BEGIN TEXT PASSAGE
The paper introduces Long-form RobustQA (Lfrqa), a sophisticated dataset aimed at bridging the gap in current evaluation methodologies for LLM-based Retrieval-Augmented Generation Question Answering (RAG-QA) systems. Unlike existing datasets that often focus on single-source corpora with short extractive answers, Lfrqa emphasizes human-written long-form answers synthesized from multiple documents. This dataset encompasses 26,000 queries spanning seven different domains, making it a comprehensive tool for assessing the cross-domain robustness of RAG-QA systems.

Dataset Characteristics

Lfrqa is constructed to address specific inadequacies in previous datasets:

Grounding in Corpus: Answers in Lfrqa are explicitly annotated in relation to the underlying corpus, ensuring that the generated answers are both relevant and accurate.
Long-form Answers: The dataset includes paragraph-length answers, making it more suitable for evaluating the generative capabilities of modern LLMs.
Multi-document Integration: Answers are derived from multiple documents, demanding models to synthesize information from various sources.
Coherence and Completeness: Annotators integrate conflicting information into coherent narratives, enhancing the quality and applicability of responses.
Diverse Domains: The dataset spans multiple domains including biomedical, finance, lifestyle, recreation, technology, science, and writing, providing a robust benchmark for cross-domain performance.
Human Quality Control: High-quality, human-annotated answers are integral to Lfrqa, ensuring the reliability of the benchmark.
Large-scale Evaluation: A vast evaluation set enables extensive experimentation and benchmarking.

RAG-QA Task Formulation

In the RAG-QA pipeline, two primary components are considered:

Passage Retrieval: Utilizing models like ColBERTv2, the task is to select the most relevant passages from a large document collection.
END TEXT PASSAGE
WHAT THE TASK REQUIRES — According to the text passage, how many queries does Lfrqa contain, and across how many domains?
BEGIN RECORDS SHOWN
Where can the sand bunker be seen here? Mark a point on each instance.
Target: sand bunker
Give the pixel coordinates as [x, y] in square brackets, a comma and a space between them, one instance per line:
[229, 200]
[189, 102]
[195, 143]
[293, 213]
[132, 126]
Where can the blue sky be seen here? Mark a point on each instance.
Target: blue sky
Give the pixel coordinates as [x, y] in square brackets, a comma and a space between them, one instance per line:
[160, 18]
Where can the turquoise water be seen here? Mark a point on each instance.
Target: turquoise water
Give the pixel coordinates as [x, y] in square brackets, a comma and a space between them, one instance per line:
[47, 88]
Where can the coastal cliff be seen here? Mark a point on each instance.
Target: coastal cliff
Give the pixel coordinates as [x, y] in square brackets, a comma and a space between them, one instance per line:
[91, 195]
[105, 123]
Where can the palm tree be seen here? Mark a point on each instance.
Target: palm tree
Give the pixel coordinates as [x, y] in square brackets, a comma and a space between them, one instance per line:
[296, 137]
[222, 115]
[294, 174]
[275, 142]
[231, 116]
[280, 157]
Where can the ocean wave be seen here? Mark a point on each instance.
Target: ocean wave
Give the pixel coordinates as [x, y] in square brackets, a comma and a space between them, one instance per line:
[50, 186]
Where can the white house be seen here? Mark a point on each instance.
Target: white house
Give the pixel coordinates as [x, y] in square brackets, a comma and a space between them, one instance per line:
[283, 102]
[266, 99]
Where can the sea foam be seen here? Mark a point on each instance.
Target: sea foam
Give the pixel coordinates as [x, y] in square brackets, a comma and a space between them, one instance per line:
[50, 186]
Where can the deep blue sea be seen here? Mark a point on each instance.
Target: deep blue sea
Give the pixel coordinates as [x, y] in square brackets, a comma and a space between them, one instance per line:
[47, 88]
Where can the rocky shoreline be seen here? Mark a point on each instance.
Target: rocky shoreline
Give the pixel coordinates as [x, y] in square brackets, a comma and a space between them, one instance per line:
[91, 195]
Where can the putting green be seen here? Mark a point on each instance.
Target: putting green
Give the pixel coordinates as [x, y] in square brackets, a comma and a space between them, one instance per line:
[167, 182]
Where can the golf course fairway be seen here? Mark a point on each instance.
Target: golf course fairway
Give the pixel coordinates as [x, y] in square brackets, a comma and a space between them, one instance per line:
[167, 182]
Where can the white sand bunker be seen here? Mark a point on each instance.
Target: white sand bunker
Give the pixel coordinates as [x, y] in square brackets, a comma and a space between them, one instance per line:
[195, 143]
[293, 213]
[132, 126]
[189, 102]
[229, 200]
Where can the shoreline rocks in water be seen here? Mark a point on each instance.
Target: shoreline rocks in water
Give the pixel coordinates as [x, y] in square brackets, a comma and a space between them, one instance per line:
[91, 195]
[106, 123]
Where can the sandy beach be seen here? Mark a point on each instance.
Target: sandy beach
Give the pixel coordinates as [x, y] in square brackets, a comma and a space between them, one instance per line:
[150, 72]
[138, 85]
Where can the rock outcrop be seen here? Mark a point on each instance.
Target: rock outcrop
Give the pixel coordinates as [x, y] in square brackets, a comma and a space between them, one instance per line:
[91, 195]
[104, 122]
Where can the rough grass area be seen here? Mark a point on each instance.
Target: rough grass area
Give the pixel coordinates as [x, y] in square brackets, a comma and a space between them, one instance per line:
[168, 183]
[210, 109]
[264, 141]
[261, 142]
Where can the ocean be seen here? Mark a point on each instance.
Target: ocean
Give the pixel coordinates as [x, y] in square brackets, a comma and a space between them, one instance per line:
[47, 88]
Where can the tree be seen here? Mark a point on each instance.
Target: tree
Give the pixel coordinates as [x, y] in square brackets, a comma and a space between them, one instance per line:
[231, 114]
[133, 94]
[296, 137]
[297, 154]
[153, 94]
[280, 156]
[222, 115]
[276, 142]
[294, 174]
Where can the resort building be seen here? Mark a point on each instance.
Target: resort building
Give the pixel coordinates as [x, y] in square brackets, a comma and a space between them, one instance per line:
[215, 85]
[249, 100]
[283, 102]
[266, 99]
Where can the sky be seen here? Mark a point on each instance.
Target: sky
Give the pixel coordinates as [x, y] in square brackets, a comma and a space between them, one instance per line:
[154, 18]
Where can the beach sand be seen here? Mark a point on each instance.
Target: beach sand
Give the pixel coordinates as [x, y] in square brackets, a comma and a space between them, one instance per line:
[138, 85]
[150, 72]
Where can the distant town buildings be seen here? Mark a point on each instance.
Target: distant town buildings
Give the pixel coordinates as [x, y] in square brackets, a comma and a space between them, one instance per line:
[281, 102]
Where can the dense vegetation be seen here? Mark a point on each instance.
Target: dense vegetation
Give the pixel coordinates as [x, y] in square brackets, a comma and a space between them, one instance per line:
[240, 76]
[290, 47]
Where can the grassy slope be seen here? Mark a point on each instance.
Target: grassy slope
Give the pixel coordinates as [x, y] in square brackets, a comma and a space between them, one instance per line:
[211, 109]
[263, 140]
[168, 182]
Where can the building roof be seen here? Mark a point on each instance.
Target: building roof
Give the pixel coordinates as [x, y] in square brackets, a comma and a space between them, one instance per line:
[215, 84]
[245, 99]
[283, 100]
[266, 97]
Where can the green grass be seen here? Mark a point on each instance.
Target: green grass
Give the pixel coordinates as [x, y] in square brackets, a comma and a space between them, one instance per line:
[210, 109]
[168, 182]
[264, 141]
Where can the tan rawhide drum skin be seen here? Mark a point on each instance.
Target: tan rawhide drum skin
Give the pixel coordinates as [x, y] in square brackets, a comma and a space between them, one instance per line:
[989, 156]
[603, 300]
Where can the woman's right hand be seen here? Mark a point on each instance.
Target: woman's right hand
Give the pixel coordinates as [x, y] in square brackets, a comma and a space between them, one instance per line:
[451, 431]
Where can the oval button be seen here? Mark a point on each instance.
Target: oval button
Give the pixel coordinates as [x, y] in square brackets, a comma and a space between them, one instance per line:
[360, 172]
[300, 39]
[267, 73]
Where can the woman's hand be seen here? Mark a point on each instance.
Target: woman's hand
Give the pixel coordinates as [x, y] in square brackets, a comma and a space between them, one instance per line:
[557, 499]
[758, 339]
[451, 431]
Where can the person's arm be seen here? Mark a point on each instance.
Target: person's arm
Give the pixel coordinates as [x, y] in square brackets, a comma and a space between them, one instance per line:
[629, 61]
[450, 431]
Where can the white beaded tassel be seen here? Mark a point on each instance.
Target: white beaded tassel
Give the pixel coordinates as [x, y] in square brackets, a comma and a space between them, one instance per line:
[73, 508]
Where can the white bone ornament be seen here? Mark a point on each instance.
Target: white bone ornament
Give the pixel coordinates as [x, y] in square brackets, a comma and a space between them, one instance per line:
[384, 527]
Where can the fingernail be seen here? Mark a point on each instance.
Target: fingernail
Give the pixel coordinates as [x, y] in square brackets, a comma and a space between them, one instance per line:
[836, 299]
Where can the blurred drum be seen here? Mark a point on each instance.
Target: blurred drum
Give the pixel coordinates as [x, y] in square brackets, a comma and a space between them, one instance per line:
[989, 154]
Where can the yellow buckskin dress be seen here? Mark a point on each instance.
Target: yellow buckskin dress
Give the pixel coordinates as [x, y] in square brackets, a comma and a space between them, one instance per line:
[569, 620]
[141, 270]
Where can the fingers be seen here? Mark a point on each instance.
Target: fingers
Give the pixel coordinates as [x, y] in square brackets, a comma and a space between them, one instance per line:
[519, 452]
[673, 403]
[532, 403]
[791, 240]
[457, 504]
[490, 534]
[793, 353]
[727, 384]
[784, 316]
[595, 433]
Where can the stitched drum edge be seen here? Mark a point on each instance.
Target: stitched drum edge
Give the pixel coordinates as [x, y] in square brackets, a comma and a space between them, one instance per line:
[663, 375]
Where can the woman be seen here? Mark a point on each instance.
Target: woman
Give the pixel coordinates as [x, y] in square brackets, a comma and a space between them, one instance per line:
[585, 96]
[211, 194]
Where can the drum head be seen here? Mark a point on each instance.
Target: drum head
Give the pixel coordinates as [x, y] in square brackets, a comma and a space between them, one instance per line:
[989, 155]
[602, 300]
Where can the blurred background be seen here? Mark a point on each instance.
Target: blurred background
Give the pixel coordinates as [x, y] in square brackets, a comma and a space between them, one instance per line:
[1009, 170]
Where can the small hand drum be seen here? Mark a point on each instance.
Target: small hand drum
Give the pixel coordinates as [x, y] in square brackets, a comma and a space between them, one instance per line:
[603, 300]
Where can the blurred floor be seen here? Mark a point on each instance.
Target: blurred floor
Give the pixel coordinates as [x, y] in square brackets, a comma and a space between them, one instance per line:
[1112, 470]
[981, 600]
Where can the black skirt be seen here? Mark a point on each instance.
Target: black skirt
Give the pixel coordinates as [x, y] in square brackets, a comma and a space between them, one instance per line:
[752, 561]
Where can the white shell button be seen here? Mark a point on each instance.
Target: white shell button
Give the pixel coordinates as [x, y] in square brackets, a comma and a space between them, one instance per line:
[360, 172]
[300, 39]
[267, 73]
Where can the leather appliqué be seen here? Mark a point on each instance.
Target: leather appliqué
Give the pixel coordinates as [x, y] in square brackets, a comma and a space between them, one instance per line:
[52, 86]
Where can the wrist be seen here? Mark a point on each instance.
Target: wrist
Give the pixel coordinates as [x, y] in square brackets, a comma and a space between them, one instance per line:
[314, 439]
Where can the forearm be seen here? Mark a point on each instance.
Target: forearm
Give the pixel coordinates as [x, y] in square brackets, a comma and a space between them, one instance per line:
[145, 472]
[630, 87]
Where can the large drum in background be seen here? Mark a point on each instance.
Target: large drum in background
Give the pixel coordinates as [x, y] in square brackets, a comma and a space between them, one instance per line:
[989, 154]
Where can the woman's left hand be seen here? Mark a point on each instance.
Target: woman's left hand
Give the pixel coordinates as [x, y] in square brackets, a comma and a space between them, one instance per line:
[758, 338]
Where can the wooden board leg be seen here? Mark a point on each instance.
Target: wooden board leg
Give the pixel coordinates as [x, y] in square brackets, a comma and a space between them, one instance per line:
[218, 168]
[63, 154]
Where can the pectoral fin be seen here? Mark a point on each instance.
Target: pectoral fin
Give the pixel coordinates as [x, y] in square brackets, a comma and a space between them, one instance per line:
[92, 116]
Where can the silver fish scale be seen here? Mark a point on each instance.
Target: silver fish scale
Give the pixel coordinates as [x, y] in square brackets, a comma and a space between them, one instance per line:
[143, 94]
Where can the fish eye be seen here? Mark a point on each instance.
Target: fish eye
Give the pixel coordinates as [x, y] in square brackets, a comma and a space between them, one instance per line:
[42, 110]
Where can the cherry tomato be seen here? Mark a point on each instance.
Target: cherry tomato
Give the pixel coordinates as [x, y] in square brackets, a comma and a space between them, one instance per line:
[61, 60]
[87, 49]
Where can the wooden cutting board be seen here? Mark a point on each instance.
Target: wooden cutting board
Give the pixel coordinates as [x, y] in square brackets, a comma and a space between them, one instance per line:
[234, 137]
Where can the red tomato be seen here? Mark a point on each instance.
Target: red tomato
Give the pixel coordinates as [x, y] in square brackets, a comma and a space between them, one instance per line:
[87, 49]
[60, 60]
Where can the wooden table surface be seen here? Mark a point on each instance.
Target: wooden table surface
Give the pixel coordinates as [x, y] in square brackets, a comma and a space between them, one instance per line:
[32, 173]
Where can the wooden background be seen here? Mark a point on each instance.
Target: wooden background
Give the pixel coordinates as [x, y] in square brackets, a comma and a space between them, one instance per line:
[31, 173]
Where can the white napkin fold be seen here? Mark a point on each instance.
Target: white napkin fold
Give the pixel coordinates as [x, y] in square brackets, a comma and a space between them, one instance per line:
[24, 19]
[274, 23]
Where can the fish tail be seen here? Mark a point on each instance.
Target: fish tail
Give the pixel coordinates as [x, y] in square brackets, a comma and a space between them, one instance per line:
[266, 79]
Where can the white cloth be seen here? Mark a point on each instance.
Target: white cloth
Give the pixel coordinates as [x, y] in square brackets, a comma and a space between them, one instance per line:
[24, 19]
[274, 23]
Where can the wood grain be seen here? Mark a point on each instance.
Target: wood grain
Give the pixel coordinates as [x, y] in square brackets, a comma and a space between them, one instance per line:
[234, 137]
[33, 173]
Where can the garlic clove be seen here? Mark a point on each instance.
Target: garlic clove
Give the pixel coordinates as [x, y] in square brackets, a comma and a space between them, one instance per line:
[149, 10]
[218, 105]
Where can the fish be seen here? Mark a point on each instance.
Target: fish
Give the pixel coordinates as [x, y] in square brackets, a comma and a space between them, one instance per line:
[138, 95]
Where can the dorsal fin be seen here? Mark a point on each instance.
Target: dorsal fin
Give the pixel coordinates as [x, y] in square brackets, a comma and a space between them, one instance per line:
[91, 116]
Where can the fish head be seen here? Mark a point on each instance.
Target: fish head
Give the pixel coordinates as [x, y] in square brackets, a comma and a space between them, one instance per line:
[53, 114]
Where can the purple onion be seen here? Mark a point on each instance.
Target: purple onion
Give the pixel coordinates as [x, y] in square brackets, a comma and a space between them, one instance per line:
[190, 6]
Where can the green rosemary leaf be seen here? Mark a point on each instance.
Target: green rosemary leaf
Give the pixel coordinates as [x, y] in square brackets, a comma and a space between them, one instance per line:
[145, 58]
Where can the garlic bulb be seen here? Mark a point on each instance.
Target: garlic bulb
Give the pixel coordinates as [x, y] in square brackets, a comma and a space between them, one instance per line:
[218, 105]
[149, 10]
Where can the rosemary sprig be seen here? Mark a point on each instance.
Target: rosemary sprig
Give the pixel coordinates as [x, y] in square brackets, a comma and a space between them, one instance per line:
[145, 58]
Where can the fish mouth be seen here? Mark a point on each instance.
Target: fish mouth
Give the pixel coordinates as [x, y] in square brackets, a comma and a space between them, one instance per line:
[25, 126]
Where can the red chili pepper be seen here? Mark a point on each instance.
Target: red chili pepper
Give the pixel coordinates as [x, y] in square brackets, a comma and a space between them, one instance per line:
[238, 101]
END RECORDS SHOWN
RESPONSE FOR THIS EXERCISE — It contains 26,000 queries spanning seven domains.